## Requirements
Only the lines from the line holding "Question. Put a marker on each instance of the trimmed" to the last line should be output, each exactly as given.

## Available data

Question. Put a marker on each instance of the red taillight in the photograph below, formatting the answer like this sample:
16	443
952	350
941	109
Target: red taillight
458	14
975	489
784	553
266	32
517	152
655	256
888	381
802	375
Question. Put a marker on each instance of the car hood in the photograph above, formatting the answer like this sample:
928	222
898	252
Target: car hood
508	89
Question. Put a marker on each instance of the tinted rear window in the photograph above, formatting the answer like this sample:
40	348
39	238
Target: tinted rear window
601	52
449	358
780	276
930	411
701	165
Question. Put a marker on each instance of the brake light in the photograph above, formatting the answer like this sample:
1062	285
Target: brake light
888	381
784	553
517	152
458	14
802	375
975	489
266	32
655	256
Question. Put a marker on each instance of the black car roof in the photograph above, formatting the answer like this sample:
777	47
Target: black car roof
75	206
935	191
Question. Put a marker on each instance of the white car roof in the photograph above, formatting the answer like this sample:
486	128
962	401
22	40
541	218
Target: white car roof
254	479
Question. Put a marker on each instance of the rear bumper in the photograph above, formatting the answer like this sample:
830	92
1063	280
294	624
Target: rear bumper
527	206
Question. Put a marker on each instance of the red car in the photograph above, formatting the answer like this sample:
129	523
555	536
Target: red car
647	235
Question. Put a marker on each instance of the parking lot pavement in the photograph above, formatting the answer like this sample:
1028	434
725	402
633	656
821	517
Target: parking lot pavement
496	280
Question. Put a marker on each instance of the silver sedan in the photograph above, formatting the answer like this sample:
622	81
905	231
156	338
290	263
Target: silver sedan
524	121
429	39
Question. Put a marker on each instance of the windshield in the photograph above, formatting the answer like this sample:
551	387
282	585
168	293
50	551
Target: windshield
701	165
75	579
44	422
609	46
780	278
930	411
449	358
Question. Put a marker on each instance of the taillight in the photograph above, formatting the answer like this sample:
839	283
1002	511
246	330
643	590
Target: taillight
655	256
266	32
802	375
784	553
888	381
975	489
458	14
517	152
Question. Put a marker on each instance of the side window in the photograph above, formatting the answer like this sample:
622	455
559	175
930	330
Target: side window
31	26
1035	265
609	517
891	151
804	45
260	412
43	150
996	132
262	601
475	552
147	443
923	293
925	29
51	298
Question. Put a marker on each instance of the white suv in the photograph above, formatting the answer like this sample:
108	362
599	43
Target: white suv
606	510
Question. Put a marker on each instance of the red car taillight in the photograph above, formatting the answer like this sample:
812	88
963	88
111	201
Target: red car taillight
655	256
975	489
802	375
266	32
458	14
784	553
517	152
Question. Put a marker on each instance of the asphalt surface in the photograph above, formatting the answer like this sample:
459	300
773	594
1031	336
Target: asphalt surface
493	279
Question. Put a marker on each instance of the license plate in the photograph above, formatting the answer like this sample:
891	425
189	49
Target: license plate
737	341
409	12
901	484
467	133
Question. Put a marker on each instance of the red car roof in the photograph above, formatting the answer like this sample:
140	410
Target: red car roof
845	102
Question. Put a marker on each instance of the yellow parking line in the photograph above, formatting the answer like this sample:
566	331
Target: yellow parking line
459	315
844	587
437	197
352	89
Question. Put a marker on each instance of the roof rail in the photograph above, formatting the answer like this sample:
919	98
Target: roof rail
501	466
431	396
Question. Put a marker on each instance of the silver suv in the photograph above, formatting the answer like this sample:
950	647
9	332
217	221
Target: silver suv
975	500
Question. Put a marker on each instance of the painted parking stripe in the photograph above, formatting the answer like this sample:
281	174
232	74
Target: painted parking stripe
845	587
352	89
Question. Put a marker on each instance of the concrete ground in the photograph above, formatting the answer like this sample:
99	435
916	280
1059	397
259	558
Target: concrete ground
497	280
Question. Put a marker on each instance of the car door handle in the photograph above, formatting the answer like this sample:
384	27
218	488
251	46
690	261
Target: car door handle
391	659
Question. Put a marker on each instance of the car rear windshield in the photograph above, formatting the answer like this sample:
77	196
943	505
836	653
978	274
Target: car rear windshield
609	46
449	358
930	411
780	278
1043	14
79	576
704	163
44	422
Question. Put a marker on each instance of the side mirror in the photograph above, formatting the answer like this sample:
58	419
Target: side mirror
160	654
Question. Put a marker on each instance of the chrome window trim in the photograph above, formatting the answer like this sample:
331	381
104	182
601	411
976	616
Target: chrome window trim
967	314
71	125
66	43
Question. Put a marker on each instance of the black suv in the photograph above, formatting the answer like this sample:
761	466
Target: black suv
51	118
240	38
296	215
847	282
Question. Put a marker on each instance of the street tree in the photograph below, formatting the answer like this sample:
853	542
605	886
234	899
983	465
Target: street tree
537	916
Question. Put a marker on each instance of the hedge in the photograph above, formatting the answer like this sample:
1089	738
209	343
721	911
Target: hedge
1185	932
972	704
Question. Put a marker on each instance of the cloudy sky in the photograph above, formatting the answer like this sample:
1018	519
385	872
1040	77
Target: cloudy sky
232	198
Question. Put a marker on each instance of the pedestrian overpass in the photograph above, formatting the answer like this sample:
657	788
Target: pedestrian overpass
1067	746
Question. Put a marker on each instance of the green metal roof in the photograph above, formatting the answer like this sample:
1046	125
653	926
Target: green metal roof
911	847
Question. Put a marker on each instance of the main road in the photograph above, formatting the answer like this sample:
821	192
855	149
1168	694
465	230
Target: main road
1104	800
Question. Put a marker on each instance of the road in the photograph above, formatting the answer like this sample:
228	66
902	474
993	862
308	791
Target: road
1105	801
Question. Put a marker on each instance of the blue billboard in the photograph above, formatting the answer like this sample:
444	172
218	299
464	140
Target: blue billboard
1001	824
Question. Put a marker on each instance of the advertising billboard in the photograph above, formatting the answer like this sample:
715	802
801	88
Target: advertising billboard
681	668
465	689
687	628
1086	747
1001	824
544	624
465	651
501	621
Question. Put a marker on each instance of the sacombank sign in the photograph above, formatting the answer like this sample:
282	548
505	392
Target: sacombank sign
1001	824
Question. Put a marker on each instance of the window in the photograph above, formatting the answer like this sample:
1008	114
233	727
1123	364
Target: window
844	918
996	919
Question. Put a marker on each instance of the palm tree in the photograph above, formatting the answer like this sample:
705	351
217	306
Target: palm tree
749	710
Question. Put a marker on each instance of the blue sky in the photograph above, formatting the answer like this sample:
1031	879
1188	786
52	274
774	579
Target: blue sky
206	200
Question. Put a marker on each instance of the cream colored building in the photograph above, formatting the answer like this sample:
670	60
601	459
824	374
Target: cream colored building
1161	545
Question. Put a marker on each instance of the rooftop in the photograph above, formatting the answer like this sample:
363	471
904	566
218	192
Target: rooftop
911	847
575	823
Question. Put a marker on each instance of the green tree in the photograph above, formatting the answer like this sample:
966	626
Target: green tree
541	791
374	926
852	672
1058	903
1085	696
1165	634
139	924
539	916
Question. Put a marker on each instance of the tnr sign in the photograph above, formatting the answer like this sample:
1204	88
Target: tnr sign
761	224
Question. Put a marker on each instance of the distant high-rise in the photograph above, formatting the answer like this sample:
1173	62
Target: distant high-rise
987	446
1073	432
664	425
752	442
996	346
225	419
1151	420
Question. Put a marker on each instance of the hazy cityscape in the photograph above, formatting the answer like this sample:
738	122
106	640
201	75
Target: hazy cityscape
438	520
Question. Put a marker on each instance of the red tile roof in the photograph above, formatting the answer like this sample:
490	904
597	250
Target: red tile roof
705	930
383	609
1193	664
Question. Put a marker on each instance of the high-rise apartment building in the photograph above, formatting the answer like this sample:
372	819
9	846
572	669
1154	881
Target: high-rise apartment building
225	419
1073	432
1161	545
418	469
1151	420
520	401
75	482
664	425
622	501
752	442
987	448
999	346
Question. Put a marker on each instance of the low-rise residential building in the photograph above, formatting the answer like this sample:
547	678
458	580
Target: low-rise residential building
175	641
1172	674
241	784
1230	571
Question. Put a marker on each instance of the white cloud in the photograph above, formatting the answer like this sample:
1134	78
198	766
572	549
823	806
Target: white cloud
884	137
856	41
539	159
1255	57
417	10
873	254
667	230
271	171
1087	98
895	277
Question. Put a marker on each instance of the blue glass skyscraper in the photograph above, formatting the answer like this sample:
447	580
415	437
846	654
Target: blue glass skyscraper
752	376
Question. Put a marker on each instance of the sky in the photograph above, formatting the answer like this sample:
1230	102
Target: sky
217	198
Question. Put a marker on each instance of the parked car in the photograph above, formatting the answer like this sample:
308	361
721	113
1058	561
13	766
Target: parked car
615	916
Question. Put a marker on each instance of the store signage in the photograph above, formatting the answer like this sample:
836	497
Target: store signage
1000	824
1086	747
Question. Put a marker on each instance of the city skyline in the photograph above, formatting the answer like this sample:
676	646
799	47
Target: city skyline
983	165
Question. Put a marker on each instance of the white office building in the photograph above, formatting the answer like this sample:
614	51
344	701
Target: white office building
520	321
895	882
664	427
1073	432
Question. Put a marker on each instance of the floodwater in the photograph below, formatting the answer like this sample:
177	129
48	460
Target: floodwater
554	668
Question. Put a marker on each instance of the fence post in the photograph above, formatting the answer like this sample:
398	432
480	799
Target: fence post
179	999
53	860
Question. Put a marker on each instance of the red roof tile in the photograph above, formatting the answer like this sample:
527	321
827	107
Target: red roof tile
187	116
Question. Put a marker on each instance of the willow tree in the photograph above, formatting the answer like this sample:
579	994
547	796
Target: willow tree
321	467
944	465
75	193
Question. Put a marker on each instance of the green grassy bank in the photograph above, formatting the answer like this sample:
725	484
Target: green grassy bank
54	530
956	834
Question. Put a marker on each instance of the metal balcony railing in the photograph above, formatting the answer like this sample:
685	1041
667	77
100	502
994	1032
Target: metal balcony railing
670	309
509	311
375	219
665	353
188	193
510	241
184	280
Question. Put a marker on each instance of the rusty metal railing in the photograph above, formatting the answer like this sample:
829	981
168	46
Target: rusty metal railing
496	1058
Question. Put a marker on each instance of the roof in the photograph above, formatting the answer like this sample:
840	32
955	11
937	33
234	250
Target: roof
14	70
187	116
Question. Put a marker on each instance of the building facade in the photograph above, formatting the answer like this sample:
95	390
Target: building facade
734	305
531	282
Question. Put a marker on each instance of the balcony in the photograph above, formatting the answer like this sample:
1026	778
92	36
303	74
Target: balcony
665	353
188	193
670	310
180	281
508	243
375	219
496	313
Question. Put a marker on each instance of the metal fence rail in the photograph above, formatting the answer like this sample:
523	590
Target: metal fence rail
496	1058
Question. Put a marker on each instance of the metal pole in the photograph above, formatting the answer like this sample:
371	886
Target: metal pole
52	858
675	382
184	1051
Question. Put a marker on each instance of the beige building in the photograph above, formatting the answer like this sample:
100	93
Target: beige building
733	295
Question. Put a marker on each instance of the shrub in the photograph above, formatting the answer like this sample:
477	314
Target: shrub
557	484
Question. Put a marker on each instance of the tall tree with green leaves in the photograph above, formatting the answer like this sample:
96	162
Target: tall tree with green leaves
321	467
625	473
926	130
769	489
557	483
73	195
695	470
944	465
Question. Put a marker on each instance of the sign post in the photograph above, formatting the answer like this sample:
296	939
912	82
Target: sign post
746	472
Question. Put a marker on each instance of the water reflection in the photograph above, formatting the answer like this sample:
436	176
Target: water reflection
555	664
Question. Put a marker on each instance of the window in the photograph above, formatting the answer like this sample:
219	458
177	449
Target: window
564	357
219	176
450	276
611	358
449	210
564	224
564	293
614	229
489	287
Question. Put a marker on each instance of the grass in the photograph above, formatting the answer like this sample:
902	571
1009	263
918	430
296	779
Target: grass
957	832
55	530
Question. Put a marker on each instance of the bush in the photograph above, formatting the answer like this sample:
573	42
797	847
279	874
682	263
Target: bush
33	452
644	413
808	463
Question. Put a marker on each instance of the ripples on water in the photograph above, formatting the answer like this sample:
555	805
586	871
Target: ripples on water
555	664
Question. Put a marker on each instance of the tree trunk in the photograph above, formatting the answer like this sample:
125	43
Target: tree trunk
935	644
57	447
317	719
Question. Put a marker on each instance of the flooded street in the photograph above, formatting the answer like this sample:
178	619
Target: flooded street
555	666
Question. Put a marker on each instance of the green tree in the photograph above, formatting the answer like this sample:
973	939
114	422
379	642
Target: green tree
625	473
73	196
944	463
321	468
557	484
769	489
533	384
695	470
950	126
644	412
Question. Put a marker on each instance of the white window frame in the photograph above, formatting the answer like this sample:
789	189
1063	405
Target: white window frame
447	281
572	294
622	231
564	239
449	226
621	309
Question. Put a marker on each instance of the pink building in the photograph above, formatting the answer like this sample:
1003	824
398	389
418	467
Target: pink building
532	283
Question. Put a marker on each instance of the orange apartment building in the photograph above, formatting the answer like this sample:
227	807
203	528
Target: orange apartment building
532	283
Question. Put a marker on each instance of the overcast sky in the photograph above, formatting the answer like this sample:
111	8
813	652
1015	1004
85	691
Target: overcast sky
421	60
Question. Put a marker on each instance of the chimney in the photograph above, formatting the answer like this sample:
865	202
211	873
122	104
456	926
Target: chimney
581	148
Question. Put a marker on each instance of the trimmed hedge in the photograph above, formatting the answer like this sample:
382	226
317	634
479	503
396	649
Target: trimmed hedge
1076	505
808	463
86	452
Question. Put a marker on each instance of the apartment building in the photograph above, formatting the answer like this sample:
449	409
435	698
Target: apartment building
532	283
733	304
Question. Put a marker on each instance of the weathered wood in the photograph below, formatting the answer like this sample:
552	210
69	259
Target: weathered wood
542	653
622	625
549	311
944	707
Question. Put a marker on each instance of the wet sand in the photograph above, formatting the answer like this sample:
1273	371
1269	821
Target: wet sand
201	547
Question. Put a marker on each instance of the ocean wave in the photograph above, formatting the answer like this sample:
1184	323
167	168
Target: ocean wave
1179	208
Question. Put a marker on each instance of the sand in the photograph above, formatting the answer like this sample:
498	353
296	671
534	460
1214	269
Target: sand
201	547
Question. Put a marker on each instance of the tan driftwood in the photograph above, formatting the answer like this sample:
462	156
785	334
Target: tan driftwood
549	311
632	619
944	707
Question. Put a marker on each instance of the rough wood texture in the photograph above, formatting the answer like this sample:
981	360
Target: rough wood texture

## Final answer
Question. Put a marker on each instance of the trimmed hedge in the photograph above, formatting the answer like this sample:
382	226
317	634
479	503
396	649
Target: trimmed hedge
1076	505
808	463
86	452
Question. Put a marker on each instance of the apartment building in the photograph above, formatting the answer like this sample:
449	409
435	698
Target: apartment building
532	283
733	304
Question. Put a marker on each instance of the weathered wood in the photograph below, formatting the answer like this sample:
552	210
69	259
Target: weathered wood
542	653
622	625
549	311
944	707
Question. Put a marker on each instance of the wet sand in the photograph above, formatting the answer like this sample:
1273	371
1269	821
Target: wet sand
201	547
Question. Put a marker on each instance of the ocean wave in the photograph above, formatting the answer like this sample:
1184	323
167	168
Target: ocean wave
1179	208
Question. Put a marker on each instance of the sand in the photograph above, formatting the answer like this sample:
498	353
296	671
534	460
1214	269
Target: sand
201	547
Question. Put a marker on each instance of the tan driftwood in the photograph above, formatting the answer like this sample:
462	156
785	334
Target: tan driftwood
549	311
632	619
944	707
Question. Put a marker on each instance of the rough wood texture in the photograph above, formatting the answer like this sample:
981	360
Target: rough wood texture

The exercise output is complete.